● **DATA LINES**:
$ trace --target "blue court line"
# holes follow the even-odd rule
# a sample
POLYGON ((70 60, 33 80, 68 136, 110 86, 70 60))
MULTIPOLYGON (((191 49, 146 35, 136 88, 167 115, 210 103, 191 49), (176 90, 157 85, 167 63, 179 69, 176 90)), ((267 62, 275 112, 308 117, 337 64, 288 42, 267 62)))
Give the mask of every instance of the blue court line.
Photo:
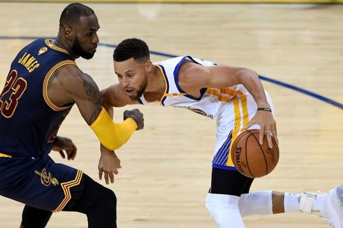
MULTIPOLYGON (((174 0, 164 0, 164 1, 151 1, 149 0, 141 1, 140 0, 137 1, 126 1, 125 0, 118 0, 113 1, 85 1, 80 0, 78 2, 84 4, 88 3, 97 3, 97 4, 308 4, 308 5, 340 5, 343 4, 342 1, 335 1, 336 0, 332 0, 331 1, 328 1, 327 0, 323 0, 323 1, 270 1, 270 0, 261 0, 259 1, 243 1, 241 0, 231 0, 227 1, 220 1, 214 0, 213 1, 187 1, 187 0, 183 1, 175 1, 174 0)), ((58 0, 0 0, 0 2, 11 2, 11 3, 63 3, 66 4, 70 3, 69 1, 61 1, 58 0)))
MULTIPOLYGON (((39 39, 40 38, 43 38, 43 37, 38 37, 36 36, 0 36, 0 40, 11 40, 11 39, 35 40, 36 39, 39 39)), ((44 37, 44 38, 48 38, 48 39, 54 39, 55 38, 55 37, 44 37)), ((103 46, 103 47, 106 47, 108 48, 115 48, 117 47, 117 45, 111 44, 107 44, 105 43, 99 43, 98 45, 100 46, 103 46)), ((173 54, 168 54, 167 53, 164 53, 164 52, 159 52, 159 51, 150 51, 150 53, 151 53, 151 54, 153 54, 157 55, 160 55, 162 56, 168 57, 170 57, 170 58, 173 58, 174 57, 177 57, 178 56, 178 55, 173 55, 173 54)), ((326 98, 326 97, 322 96, 321 95, 320 95, 319 94, 316 94, 315 93, 314 93, 313 92, 311 92, 311 91, 308 91, 308 90, 306 90, 304 89, 302 89, 302 88, 300 88, 300 87, 298 87, 297 86, 295 86, 294 85, 292 85, 290 84, 288 84, 288 83, 287 83, 286 82, 283 82, 282 81, 279 81, 277 80, 275 80, 274 79, 270 78, 269 77, 267 77, 265 76, 259 75, 259 76, 260 77, 260 78, 261 80, 267 81, 271 82, 272 83, 279 85, 280 86, 282 86, 283 87, 287 88, 288 89, 295 91, 296 92, 298 92, 301 93, 302 94, 305 94, 305 95, 307 95, 307 96, 309 96, 310 97, 312 97, 314 98, 315 98, 316 99, 321 101, 323 101, 323 102, 325 102, 326 103, 331 104, 331 105, 335 106, 336 107, 337 107, 338 108, 340 108, 341 109, 343 109, 343 104, 339 103, 337 101, 333 101, 331 99, 326 98)))

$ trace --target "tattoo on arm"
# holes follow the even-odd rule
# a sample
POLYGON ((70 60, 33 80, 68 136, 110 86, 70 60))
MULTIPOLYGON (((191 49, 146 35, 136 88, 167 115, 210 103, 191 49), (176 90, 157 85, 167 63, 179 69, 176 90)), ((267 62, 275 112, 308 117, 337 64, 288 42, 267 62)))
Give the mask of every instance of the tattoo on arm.
POLYGON ((100 102, 101 103, 101 98, 99 88, 91 76, 86 74, 85 75, 88 76, 89 80, 83 81, 83 89, 88 96, 88 101, 95 103, 100 102))
POLYGON ((100 113, 102 108, 101 106, 101 97, 98 86, 91 76, 85 74, 87 79, 83 81, 83 90, 88 97, 88 101, 95 104, 95 109, 91 115, 88 124, 92 124, 100 113))

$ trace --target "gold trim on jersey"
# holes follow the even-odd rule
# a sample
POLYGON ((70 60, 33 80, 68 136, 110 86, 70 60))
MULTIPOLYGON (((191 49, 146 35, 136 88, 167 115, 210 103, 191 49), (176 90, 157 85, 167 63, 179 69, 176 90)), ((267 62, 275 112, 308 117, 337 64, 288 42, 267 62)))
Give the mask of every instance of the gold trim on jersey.
POLYGON ((226 102, 231 101, 237 96, 237 94, 240 96, 243 95, 240 90, 233 90, 230 88, 222 88, 221 89, 208 88, 206 89, 206 92, 217 97, 220 101, 226 102))
POLYGON ((240 97, 235 97, 232 99, 234 111, 235 112, 235 129, 232 131, 232 138, 229 149, 229 155, 227 156, 227 161, 226 162, 226 166, 233 166, 233 162, 232 161, 231 156, 232 144, 235 141, 235 139, 236 139, 236 138, 238 136, 238 133, 242 133, 245 131, 245 130, 242 130, 242 127, 245 126, 249 123, 249 112, 248 111, 246 95, 244 94, 239 90, 237 91, 237 93, 239 94, 242 94, 242 95, 240 97), (241 104, 242 109, 242 114, 243 115, 243 118, 241 115, 241 110, 240 109, 240 98, 241 98, 241 104), (242 119, 243 120, 243 126, 241 126, 241 121, 242 119))
POLYGON ((8 157, 10 158, 12 157, 12 156, 0 152, 0 157, 8 157))
POLYGON ((50 43, 51 41, 49 39, 45 40, 45 44, 49 47, 50 49, 57 51, 61 51, 61 52, 65 53, 66 54, 69 54, 69 53, 65 49, 63 49, 61 48, 59 48, 56 46, 55 46, 50 43))
POLYGON ((74 64, 76 65, 75 62, 72 60, 64 60, 62 62, 60 62, 55 66, 52 67, 51 69, 50 69, 47 75, 45 76, 44 78, 44 81, 43 82, 43 94, 44 100, 47 104, 50 107, 51 109, 54 111, 61 111, 62 110, 67 109, 70 108, 73 105, 68 106, 67 107, 58 107, 55 105, 49 99, 49 96, 48 96, 48 86, 49 85, 49 81, 50 77, 52 75, 52 74, 59 67, 67 64, 74 64))
POLYGON ((70 181, 61 183, 61 187, 64 193, 64 198, 62 200, 61 203, 60 203, 55 210, 52 211, 53 212, 61 211, 63 209, 64 207, 66 206, 67 203, 68 203, 70 199, 72 199, 72 195, 70 193, 70 188, 79 185, 80 182, 81 182, 81 178, 82 177, 82 171, 81 170, 77 170, 77 173, 76 173, 76 176, 75 179, 70 181))
MULTIPOLYGON (((160 66, 159 66, 158 65, 156 65, 156 66, 157 67, 157 68, 159 69, 160 69, 160 71, 162 73, 162 76, 163 76, 163 79, 164 79, 164 82, 166 83, 166 89, 164 90, 164 93, 163 93, 163 95, 162 95, 162 96, 161 97, 161 99, 160 99, 159 101, 156 100, 156 101, 153 101, 150 102, 150 101, 147 101, 147 99, 146 99, 145 98, 144 100, 145 100, 148 103, 155 103, 156 102, 159 102, 160 103, 162 103, 162 100, 163 100, 163 99, 165 97, 169 97, 168 96, 167 96, 167 95, 168 94, 167 93, 167 89, 168 87, 168 84, 167 82, 167 76, 164 74, 164 73, 163 72, 163 70, 162 70, 162 69, 161 68, 160 66)), ((170 97, 170 96, 169 96, 169 97, 170 97)))

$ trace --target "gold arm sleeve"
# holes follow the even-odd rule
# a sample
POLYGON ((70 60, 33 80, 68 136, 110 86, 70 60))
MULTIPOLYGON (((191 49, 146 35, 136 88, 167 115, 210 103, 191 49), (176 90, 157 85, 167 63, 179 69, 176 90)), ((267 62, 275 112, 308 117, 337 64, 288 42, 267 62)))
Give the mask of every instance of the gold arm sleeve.
POLYGON ((111 150, 117 150, 124 145, 137 128, 135 121, 129 118, 121 124, 114 123, 103 107, 90 127, 101 144, 111 150))

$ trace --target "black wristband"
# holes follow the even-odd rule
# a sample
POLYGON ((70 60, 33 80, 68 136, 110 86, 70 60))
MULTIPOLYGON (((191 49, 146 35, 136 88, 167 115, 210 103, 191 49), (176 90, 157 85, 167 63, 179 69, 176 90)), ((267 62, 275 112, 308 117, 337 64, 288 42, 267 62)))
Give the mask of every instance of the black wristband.
POLYGON ((52 142, 52 145, 55 145, 56 143, 58 142, 58 136, 56 136, 55 138, 53 139, 53 142, 52 142))
POLYGON ((139 122, 138 122, 138 120, 137 120, 134 116, 128 116, 126 119, 127 118, 131 118, 135 122, 136 122, 136 124, 137 125, 137 128, 139 127, 139 122))
POLYGON ((257 111, 267 111, 271 112, 271 109, 269 108, 257 108, 257 111))

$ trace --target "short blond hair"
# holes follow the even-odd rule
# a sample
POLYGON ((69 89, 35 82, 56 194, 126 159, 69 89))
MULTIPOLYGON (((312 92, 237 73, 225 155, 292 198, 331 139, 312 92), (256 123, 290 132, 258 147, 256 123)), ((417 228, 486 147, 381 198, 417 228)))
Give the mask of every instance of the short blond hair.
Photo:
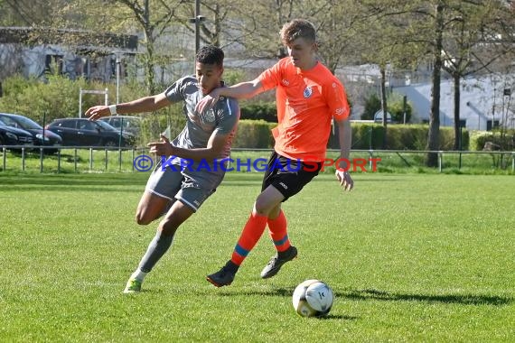
POLYGON ((281 32, 281 41, 287 45, 297 38, 304 38, 306 41, 316 42, 316 32, 314 25, 304 19, 294 19, 285 23, 281 32))

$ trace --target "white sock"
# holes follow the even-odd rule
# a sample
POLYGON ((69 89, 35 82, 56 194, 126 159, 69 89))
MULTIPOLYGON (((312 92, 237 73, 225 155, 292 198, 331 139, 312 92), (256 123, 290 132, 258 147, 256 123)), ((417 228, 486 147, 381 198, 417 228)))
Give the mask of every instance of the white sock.
POLYGON ((145 273, 142 272, 141 269, 137 268, 133 273, 132 275, 130 275, 131 279, 137 279, 141 282, 143 282, 143 280, 145 279, 145 277, 146 276, 148 273, 145 273))

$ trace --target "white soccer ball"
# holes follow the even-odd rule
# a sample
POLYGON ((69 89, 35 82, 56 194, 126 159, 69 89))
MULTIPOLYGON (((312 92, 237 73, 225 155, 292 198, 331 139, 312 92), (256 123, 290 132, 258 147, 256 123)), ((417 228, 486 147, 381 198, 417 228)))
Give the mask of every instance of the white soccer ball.
POLYGON ((294 291, 295 311, 303 317, 325 316, 332 307, 334 295, 329 285, 320 280, 306 280, 294 291))

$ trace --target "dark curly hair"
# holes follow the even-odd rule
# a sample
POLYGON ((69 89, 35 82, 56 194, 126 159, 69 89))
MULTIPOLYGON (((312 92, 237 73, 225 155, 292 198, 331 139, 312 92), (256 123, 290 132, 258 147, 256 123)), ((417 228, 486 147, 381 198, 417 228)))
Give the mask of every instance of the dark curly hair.
POLYGON ((216 64, 223 67, 224 53, 221 49, 214 45, 206 45, 197 51, 196 60, 202 64, 216 64))

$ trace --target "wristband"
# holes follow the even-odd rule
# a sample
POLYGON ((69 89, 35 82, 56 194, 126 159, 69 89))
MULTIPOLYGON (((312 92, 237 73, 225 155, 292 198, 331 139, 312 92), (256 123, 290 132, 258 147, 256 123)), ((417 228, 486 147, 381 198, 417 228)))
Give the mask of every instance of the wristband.
POLYGON ((115 116, 117 114, 117 106, 109 105, 109 112, 111 113, 111 116, 115 116))

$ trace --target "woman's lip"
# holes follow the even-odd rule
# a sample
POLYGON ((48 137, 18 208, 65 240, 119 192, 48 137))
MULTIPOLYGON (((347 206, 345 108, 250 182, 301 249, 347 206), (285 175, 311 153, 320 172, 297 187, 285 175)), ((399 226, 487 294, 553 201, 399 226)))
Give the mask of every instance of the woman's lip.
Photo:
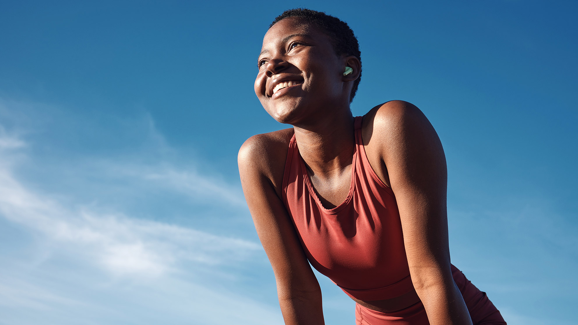
POLYGON ((302 83, 298 83, 297 84, 294 84, 292 86, 288 86, 287 87, 286 87, 285 88, 280 89, 280 90, 277 90, 276 93, 275 93, 275 94, 273 94, 272 96, 271 96, 271 99, 276 99, 278 97, 279 97, 279 96, 283 96, 283 95, 284 95, 285 94, 286 94, 287 92, 288 92, 291 89, 294 89, 294 88, 295 88, 295 87, 297 87, 298 86, 301 86, 302 84, 303 84, 302 83))

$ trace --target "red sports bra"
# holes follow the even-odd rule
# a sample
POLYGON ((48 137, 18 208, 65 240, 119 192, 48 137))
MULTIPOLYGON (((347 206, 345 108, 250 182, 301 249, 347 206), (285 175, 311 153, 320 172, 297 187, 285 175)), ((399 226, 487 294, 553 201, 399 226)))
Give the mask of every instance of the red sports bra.
POLYGON ((299 154, 295 135, 283 175, 283 196, 311 265, 350 297, 381 300, 413 289, 401 221, 391 189, 369 164, 355 118, 355 151, 345 201, 323 207, 299 154))

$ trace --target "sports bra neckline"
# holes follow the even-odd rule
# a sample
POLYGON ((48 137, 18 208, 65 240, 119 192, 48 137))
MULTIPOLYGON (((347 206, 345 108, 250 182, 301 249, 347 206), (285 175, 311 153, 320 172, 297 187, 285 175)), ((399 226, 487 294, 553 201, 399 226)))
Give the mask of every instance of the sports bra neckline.
MULTIPOLYGON (((359 147, 360 146, 363 146, 363 141, 361 140, 361 135, 360 134, 359 136, 358 136, 357 133, 358 132, 361 132, 361 122, 363 120, 363 116, 355 116, 354 117, 353 120, 355 145, 353 152, 353 157, 351 160, 351 172, 349 183, 349 191, 348 192, 347 196, 346 197, 345 200, 344 200, 340 204, 336 205, 335 208, 328 209, 323 205, 323 204, 321 202, 321 200, 320 198, 320 195, 317 194, 317 191, 315 190, 315 187, 313 187, 313 183, 311 182, 311 178, 309 176, 309 173, 307 172, 307 166, 305 164, 305 161, 303 159, 303 157, 301 157, 301 153, 299 152, 298 147, 297 149, 297 152, 299 154, 299 161, 301 164, 302 173, 303 175, 303 178, 305 180, 305 184, 307 185, 307 189, 309 191, 309 194, 315 200, 315 202, 317 205, 317 207, 318 207, 319 209, 324 212, 330 215, 335 215, 343 209, 343 208, 347 206, 347 205, 351 201, 351 198, 353 197, 353 194, 355 191, 355 162, 360 151, 359 147), (358 139, 359 139, 359 141, 358 139), (358 143, 359 142, 361 142, 361 143, 358 143)), ((293 136, 291 137, 290 143, 297 146, 297 141, 295 139, 294 133, 293 134, 293 136)))

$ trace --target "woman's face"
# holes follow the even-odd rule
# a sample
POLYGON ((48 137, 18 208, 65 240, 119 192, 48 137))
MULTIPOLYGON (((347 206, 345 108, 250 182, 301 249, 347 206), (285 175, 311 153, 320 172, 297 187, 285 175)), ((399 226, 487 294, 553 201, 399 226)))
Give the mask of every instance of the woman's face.
POLYGON ((283 19, 269 29, 258 62, 255 93, 279 122, 294 124, 344 101, 349 104, 345 56, 335 54, 328 36, 299 19, 283 19))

● **DESCRIPTION OF THE TASK**: Show each line of the data that contains the word "white".

● **FULL RESPONSE**:
$ trace --target "white sock"
Give the mask of every instance of the white sock.
$ trace --target "white soccer ball"
Give the mask of every instance of the white soccer ball.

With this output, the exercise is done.